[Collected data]
-- BEGIN --

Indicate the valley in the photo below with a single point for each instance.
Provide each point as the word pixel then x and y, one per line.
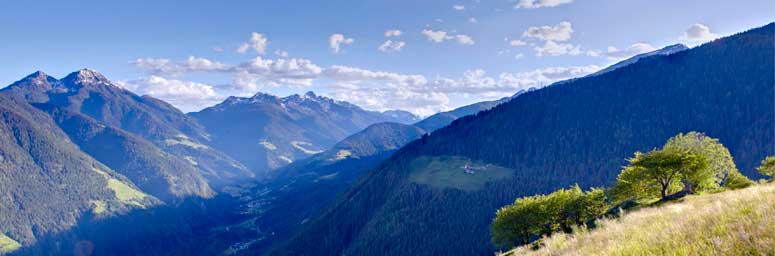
pixel 526 127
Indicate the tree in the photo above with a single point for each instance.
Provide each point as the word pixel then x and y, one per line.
pixel 664 172
pixel 720 161
pixel 531 217
pixel 768 166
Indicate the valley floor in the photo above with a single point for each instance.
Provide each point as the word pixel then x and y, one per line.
pixel 740 222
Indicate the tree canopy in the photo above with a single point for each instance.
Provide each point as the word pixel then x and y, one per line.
pixel 768 166
pixel 533 216
pixel 686 164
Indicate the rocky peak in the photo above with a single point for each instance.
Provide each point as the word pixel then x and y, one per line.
pixel 85 77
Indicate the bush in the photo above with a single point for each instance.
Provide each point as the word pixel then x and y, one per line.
pixel 531 217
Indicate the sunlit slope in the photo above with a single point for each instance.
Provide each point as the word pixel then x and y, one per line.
pixel 739 222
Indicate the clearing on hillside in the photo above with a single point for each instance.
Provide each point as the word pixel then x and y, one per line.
pixel 456 172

-- END --

Every record above should be written out again exactly; the pictures stay out of the copy.

Indicate the valley in the photo below with a single point for each instance.
Provide each point as the word pixel then x and y, one per line.
pixel 526 127
Indicate the tree in the photo above with a single point for each instance.
Provide each point as the word pixel then x and y, one per line.
pixel 664 172
pixel 720 161
pixel 531 217
pixel 768 166
Indicate the valley floor in the photo above with a single point for each instance.
Provide each point as the word pixel then x and y, one per line.
pixel 740 222
Indicate the tree canopy in the photo above with a single point for each instance.
Provide each point as the word pixel then x and y, one per line.
pixel 768 166
pixel 533 216
pixel 686 164
Indicate the rocky peak in the photo above with a single point for each instance.
Provide each point as the word pixel then x and y, one per line.
pixel 85 77
Indicate the bush in the photo above with a single point for each instance.
Provide each point as the word pixel then x and y, one per line.
pixel 531 217
Indicate the sunlit slope in the photo above with a single point for each instance.
Provide each point as the word pixel then x and y, one per line.
pixel 739 222
Indicate the clearing on hillside in the photo above with a single point for each instance.
Provide each point as the word pixel then x and y, one per line.
pixel 456 172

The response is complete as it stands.